QUESTIONS TO ANSWER -
[A] Extract the passage of the abstract on inter-observer variability in radiation oncology that begins at the words "Vinod, S. K., Min, M., Jameson, M." and stops after "60 (3), 393-406.".
[B] According to the abstract on inter-observer variability in radiation oncology, why does reducing inter-observer variability in volume delineation matter? Answer in one to three sentences.

A review of interventions to reduce inter-observer variability in volume delineation in radiation oncology



Publication Details

Vinod, S. K., Min, M., Jameson, M. G. & Holloway, L. C. (2016). A review of interventions to reduce inter-observer variability in volume delineation in radiation oncology. Journal of Medical Imaging and Radiation Oncology, 60 (3), 393-406.


Introduction: Inter-observer variability (IOV) in target volume and organ-at-risk (OAR) delineation is a source of potential error in radiation therapy treatment. The aims of this study were to identify interventions shown to reduce IOV in volume delineation. Methods: Medline and Pubmed databases were queried for relevant articles using various keywords to identify articles which evaluated IOV in target or OAR delineation for multiple (>2) observers. The search was limited to English language articles and to those published from 1 January 2000 to 31 December 2014. Reference lists of identified articles were scrutinised to identify relevant studies. Studies were included if they reported IOV in contouring before and after an intervention including the use of additional or alternative imaging. Results: Fifty-six studies were identified. These were grouped into evaluation of guidelines (n = 9), teaching (n = 9), provision of an autocontour (n = 7) and the impact of imaging (n = 31) on IOV. Guidelines significantly reduced IOV in 7/9 studies. Teaching interventions reduced IOV in 8/9 studies, statistically significant in 4. The provision of an autocontour improved consistency of contouring in 6/7 studies, statistically significant in 5. The effect of additional imaging on IOV was variable. Pre-operative CT was useful in reducing IOV in contouring breast and liver cancers, PET scans in lung cancer, rectal cancer and lymphoma and MRI scans in OARs in head and neck cancers. Conclusion: Inter-observer variability in volume delineation can be reduced with the use of guidelines, provision of autocontours and teaching. The use of multimodality imaging is useful in certain tumour sites.

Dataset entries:
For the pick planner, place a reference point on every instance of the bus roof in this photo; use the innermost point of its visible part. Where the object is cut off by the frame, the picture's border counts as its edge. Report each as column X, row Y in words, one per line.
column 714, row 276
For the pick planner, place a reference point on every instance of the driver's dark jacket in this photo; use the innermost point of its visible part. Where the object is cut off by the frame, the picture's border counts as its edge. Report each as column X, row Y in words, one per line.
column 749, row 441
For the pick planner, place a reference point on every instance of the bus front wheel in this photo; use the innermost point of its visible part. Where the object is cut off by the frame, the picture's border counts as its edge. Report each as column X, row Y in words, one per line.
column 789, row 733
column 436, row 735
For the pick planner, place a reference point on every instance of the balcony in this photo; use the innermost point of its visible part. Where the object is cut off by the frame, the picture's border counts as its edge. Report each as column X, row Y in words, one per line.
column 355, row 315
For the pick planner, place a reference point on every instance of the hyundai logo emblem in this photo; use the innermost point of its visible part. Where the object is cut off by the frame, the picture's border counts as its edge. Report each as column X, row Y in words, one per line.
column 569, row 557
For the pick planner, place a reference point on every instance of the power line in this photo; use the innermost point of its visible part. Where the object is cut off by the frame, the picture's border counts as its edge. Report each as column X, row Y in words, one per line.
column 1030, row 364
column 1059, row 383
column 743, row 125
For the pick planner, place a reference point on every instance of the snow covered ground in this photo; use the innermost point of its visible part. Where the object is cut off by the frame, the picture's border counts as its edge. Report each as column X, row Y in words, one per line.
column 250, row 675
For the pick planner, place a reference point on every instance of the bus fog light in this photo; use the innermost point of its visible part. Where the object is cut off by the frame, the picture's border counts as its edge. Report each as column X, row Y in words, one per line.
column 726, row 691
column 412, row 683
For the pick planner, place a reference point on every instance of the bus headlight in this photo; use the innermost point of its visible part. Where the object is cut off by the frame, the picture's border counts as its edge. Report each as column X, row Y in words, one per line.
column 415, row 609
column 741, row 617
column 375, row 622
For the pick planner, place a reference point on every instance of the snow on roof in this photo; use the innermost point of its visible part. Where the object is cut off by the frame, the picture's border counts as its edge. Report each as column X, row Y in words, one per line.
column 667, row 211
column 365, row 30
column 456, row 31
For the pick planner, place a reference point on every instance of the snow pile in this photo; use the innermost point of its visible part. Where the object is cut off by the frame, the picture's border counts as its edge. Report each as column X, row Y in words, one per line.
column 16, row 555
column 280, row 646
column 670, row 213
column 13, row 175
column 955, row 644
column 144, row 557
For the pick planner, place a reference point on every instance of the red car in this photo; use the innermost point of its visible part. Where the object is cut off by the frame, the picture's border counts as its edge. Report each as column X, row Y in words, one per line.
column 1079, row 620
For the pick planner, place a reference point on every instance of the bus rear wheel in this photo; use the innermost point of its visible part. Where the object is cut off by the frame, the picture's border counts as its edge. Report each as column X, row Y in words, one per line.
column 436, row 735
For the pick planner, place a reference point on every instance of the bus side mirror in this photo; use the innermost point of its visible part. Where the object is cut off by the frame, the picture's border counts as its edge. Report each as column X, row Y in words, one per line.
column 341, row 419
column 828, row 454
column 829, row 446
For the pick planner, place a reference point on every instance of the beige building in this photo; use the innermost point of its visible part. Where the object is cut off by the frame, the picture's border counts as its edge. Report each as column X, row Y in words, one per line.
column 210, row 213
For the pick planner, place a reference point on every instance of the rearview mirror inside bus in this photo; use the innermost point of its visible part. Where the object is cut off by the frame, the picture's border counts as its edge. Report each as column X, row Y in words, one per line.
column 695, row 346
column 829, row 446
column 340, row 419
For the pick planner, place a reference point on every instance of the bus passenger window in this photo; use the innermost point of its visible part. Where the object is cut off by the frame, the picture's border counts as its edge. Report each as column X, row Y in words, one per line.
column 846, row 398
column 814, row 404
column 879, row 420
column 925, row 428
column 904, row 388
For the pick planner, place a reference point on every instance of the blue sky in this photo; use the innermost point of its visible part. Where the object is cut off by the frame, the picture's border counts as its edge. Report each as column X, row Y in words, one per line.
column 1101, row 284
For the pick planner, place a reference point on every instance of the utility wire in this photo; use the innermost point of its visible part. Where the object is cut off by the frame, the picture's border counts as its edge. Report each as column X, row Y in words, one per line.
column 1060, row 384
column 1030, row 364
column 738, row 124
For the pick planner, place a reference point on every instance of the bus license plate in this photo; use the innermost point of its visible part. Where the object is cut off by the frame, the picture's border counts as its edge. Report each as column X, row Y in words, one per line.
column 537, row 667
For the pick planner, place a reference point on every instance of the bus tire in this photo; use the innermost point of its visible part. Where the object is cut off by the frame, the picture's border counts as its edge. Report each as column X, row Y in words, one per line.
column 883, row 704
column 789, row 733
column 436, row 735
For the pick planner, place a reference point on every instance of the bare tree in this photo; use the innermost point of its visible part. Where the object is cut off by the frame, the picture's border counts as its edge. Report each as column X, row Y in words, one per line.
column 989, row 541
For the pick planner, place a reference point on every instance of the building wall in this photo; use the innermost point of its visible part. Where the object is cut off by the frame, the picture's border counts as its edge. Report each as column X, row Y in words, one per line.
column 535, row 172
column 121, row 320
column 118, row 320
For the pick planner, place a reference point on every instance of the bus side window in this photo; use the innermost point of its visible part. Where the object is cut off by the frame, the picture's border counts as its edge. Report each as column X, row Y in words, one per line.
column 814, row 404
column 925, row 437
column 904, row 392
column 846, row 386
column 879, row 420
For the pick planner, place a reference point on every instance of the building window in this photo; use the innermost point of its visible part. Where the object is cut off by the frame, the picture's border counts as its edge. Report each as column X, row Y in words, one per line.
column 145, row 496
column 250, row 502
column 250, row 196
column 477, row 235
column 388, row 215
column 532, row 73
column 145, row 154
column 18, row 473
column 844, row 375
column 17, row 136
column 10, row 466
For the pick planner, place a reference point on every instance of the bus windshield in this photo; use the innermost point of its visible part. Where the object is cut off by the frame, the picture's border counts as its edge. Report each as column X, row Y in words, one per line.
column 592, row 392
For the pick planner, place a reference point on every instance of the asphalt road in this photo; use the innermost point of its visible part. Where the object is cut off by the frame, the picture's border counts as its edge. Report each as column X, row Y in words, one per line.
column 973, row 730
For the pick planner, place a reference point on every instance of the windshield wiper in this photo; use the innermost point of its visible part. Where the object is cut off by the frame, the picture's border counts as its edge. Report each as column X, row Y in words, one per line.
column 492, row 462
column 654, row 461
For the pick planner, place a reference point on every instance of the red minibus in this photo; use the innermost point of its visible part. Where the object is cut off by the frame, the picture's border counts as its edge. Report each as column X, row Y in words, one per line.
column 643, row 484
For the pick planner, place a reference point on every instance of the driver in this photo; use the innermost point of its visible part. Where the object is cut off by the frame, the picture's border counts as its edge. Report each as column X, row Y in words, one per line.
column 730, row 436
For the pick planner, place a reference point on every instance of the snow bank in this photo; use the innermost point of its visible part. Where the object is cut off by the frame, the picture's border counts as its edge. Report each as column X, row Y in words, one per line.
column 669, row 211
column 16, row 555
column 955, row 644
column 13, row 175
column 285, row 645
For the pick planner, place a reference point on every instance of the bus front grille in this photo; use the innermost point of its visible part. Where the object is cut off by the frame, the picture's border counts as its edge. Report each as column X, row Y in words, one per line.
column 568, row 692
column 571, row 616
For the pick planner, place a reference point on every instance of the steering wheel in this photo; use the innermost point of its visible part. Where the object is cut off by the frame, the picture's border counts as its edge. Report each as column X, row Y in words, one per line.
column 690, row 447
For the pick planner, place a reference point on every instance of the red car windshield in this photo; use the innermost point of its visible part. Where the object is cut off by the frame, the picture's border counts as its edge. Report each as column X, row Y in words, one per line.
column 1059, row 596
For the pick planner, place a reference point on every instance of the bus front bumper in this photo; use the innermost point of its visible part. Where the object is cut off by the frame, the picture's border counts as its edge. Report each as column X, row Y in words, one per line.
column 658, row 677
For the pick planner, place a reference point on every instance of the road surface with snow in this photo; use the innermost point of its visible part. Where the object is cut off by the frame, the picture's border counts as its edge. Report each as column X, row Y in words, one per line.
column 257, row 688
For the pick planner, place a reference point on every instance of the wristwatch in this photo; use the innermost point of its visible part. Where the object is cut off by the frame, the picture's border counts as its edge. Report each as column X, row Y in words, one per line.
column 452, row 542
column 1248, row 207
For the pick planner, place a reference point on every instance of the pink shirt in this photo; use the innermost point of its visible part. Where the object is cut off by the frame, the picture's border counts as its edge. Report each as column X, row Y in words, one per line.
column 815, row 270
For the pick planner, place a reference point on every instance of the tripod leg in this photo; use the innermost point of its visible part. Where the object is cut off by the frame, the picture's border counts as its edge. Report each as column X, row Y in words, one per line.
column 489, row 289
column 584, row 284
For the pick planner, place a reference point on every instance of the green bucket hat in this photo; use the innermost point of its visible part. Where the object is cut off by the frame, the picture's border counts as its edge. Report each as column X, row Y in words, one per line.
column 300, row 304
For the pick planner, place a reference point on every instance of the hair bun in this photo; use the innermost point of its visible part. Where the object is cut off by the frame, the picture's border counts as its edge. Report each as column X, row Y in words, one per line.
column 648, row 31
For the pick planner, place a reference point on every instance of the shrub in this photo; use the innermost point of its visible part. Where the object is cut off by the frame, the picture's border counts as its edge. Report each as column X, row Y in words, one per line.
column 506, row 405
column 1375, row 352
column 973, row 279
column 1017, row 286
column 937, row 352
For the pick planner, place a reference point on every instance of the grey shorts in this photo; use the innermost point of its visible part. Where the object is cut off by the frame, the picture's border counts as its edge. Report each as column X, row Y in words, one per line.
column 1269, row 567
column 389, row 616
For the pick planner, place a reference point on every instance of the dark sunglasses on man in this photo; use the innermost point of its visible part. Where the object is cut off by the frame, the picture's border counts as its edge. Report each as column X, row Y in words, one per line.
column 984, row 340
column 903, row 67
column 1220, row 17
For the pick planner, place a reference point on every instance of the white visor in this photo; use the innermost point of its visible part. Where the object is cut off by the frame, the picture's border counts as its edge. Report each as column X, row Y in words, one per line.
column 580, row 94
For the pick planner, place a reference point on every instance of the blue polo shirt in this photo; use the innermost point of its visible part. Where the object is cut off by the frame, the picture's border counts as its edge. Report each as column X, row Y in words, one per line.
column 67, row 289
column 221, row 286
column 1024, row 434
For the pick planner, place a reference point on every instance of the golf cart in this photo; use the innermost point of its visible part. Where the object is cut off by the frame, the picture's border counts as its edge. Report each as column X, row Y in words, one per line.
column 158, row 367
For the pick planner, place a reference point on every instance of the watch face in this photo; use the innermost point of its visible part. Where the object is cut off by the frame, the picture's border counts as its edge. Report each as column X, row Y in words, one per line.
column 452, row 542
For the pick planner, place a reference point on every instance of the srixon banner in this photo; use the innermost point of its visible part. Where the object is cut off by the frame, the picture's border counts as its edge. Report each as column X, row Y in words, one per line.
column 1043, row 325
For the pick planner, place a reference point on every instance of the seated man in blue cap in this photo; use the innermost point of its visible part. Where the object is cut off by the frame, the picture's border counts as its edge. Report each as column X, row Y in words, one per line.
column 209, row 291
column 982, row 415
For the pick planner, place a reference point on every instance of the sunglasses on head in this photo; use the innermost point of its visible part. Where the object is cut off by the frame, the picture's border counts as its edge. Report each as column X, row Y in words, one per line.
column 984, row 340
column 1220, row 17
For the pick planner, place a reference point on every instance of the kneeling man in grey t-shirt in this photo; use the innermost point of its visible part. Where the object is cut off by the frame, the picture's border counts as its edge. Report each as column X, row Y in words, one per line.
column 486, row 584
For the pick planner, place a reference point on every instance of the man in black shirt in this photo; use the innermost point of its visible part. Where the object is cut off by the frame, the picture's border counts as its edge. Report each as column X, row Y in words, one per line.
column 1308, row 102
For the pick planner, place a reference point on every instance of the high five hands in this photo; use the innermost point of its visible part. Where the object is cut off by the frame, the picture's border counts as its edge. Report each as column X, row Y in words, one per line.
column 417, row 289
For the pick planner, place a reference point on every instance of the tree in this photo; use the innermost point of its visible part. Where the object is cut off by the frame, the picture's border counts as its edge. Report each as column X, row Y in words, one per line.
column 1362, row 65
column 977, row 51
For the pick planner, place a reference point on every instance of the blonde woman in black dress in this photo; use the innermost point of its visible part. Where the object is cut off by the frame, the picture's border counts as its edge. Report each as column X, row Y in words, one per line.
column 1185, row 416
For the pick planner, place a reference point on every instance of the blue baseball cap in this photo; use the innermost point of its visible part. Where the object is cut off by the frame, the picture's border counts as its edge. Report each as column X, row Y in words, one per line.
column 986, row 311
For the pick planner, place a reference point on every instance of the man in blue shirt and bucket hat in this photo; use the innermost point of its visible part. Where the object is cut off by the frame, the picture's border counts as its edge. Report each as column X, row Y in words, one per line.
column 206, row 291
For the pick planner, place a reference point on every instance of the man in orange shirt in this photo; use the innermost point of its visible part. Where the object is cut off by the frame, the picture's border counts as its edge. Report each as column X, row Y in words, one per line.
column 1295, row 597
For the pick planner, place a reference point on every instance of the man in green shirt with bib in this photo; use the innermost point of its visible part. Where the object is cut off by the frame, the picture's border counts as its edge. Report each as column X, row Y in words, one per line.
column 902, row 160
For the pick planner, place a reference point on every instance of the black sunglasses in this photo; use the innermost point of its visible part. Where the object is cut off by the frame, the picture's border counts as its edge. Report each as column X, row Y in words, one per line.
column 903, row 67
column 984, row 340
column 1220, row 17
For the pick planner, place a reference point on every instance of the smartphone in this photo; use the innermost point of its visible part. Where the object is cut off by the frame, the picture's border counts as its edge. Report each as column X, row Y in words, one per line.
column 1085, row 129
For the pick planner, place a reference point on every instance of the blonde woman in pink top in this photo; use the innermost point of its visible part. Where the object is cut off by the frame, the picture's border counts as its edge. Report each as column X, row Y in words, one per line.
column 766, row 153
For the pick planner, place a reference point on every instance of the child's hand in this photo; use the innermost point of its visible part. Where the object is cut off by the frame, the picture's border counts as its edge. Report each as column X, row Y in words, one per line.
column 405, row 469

EXERCISE RESULTS -
[A]
Vinod, S. K., Min, M., Jameson, M. G. & Holloway, L. C. (2016). A review of interventions to reduce inter-observer variability in volume delineation in radiation oncology. Journal of Medical Imaging and Radiation Oncology, 60 (3), 393-406.

[B] Inter-observer variability in delineating target volumes and organs at risk is a source of potential error in radiation therapy treatment. For that reason, the review aimed to identify interventions shown to reduce this variability.